§ Information provided:

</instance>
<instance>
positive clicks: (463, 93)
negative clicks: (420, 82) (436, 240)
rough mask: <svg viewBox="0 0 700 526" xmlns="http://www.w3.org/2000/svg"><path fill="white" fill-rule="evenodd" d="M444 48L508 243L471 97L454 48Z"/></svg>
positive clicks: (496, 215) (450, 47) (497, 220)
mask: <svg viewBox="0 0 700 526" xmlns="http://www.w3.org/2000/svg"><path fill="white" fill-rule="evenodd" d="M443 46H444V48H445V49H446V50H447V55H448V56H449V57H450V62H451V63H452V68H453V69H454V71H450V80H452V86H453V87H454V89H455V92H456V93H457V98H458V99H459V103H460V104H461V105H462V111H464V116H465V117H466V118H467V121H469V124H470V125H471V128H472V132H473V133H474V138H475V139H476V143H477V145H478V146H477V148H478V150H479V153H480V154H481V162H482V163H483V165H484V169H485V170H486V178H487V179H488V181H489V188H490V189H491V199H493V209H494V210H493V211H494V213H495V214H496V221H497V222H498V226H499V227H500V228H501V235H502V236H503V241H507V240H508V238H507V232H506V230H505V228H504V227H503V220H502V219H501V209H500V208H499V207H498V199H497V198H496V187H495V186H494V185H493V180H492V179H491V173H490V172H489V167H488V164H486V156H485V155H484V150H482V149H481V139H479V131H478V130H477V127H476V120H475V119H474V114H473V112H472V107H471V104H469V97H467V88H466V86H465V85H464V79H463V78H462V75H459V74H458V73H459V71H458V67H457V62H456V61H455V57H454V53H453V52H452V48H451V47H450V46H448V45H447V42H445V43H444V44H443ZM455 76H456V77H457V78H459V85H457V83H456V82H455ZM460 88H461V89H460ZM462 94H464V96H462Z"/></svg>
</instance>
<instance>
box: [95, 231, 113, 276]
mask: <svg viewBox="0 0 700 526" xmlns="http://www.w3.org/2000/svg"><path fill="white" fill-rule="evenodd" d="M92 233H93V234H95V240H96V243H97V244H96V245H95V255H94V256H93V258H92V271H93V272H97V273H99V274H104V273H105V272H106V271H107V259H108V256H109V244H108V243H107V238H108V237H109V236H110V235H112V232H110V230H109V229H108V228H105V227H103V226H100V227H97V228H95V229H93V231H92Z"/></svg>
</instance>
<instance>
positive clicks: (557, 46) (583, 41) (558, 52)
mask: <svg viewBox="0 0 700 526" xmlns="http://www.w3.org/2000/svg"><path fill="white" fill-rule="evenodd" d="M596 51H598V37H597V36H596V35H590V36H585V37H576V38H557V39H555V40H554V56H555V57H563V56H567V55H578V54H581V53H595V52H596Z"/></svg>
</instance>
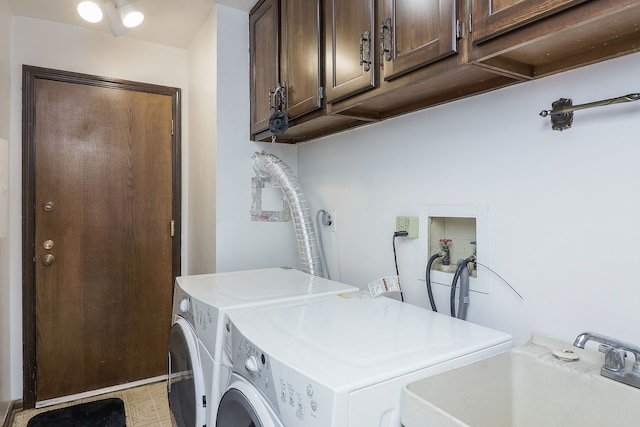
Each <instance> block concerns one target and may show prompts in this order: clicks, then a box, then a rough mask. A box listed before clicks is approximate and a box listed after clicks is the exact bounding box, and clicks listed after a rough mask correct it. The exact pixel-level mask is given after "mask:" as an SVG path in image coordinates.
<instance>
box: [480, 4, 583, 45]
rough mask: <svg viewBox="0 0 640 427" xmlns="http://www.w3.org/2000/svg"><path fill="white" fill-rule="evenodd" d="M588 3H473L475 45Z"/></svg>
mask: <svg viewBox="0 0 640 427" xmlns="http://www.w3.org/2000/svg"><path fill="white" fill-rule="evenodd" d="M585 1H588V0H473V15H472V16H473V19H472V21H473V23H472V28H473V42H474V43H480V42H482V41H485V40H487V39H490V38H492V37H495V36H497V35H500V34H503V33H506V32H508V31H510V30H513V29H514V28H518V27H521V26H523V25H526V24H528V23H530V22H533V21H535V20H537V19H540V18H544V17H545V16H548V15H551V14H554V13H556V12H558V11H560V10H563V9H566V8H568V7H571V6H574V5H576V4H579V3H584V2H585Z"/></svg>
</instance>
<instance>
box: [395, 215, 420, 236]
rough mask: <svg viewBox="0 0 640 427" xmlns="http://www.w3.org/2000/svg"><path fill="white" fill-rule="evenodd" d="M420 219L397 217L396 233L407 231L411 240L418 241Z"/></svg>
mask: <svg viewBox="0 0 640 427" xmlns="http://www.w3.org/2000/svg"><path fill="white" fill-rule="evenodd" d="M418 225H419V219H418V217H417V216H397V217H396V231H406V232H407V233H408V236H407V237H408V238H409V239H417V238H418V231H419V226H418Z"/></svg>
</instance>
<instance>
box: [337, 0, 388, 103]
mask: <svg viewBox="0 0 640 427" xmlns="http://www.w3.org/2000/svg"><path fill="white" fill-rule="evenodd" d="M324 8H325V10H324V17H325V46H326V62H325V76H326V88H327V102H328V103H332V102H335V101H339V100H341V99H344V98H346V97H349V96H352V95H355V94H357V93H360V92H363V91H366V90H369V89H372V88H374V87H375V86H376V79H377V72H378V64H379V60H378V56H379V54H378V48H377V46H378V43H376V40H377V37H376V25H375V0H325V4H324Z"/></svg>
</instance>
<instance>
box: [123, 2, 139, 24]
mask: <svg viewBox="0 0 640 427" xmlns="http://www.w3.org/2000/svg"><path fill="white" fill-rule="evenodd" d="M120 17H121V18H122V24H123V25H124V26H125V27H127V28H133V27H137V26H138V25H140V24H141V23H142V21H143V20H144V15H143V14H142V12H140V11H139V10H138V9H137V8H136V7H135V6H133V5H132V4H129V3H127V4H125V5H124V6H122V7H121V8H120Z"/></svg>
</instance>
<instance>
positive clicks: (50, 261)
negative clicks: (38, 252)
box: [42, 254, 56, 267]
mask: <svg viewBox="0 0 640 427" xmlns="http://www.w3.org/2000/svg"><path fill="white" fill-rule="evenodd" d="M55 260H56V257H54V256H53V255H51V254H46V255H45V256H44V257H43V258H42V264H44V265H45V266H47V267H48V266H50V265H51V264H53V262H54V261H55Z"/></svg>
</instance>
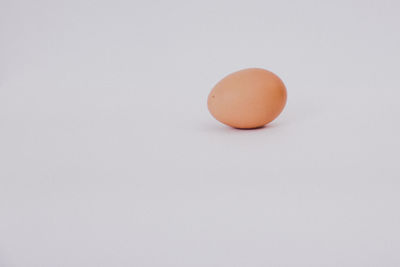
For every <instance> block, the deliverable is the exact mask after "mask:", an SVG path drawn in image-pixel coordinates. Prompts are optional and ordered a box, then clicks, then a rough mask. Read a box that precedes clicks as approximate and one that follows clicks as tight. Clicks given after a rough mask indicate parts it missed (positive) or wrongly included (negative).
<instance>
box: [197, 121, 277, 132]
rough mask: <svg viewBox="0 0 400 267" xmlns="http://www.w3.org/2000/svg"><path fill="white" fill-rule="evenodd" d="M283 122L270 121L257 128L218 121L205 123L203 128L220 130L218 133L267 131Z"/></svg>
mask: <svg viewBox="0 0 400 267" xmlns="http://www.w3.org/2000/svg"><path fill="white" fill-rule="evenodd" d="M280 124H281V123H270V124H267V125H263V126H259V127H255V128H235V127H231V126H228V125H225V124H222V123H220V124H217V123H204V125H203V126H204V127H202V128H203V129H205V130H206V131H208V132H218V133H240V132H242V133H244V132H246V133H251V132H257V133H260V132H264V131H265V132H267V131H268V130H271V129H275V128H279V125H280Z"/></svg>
==
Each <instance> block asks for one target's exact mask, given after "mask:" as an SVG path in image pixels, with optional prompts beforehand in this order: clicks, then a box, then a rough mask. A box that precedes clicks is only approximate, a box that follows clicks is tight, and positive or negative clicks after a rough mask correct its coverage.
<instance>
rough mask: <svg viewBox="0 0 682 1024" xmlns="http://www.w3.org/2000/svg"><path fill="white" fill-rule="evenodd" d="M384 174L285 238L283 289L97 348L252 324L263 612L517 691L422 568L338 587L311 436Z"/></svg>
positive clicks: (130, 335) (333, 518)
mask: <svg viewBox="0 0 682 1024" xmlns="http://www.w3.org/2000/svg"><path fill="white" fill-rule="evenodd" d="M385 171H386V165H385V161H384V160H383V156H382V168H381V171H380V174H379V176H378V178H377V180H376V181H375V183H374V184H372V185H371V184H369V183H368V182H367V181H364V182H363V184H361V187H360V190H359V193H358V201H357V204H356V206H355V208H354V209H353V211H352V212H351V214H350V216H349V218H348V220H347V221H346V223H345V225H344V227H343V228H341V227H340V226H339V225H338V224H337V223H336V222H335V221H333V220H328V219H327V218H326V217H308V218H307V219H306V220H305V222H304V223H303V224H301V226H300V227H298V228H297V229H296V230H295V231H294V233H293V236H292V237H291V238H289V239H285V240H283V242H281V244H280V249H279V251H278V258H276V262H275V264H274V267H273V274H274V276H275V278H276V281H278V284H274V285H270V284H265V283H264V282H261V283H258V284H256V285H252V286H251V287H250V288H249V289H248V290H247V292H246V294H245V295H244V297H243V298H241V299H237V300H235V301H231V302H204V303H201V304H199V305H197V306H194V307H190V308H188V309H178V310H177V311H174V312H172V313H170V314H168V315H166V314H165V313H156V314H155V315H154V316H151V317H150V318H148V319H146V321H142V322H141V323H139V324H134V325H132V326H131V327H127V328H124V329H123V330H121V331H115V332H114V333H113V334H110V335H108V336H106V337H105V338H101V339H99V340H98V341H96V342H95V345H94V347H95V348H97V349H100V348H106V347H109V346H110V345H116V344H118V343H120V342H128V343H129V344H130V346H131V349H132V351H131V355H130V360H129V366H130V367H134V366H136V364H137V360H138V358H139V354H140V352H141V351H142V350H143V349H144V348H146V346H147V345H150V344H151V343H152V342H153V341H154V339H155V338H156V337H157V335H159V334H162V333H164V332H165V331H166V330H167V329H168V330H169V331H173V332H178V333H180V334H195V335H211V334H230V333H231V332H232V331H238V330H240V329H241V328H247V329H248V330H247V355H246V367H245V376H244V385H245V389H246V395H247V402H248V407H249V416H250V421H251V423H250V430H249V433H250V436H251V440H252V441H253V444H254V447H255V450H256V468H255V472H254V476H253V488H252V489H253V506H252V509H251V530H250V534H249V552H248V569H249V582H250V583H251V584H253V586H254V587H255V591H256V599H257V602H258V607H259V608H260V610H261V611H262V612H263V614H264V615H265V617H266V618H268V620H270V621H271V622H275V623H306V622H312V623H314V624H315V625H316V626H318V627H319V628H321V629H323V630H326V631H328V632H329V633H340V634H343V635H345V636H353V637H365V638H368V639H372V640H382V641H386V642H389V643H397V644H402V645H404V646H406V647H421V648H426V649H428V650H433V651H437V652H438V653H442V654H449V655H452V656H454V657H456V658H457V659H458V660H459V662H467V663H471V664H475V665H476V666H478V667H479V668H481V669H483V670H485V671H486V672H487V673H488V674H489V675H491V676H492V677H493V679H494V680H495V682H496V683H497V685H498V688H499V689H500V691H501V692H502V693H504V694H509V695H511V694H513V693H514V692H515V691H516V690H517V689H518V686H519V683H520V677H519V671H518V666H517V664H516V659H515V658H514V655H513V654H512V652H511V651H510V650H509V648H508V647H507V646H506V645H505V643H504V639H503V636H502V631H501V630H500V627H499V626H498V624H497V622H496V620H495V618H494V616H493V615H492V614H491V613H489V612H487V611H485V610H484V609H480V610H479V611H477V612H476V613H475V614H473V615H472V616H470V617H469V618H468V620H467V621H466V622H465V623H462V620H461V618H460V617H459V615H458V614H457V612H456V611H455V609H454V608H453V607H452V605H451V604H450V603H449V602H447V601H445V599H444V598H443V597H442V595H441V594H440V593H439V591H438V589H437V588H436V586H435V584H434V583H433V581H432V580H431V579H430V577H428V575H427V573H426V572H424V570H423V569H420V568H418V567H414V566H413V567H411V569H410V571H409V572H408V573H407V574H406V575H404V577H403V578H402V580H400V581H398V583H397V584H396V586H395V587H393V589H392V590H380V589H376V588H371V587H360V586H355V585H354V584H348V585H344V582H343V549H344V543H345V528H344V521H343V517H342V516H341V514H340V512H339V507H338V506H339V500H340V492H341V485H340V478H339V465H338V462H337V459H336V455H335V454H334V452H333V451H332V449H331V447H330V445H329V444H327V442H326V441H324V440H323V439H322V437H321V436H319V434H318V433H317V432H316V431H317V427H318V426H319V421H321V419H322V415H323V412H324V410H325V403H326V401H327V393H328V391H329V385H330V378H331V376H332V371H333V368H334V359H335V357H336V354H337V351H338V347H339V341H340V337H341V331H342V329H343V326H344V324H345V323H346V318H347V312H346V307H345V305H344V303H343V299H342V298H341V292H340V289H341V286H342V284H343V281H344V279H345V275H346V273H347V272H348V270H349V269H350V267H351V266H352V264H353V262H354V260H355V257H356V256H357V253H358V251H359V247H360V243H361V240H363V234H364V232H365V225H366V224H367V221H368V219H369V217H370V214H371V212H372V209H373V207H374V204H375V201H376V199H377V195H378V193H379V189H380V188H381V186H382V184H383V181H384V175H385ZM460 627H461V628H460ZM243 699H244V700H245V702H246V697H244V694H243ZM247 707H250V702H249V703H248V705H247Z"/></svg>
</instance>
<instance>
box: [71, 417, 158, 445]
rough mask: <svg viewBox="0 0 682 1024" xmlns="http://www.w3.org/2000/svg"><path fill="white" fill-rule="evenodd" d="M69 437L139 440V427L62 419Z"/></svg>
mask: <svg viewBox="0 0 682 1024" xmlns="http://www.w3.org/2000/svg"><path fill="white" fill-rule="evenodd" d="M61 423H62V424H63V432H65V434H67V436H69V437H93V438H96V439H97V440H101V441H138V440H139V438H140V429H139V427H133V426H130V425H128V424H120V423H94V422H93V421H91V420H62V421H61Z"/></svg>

§ About this exercise: What lines in the listing above hold the string "precedes"? List them.

§ Final answer:
For every <instance> block, the deliverable is the exact mask after "mask:", an SVG path drawn in image-pixel coordinates. Prompts are optional and ordered a box, then clicks, then a rough mask. Read a box that precedes clicks as approximate and one that follows clicks as tight. Clicks given after a rough mask indicate parts it missed (positive) or wrongly included (negative).
Each <instance> block asks for one target's exact mask, given after "mask:" as an SVG path in image pixels, with optional prompts beforehand in this order: clicks, then a box, then a rough mask. A box that precedes clicks is only approximate, a box that follows clicks is tight, and positive or negative clicks after a rough mask correct its coverage.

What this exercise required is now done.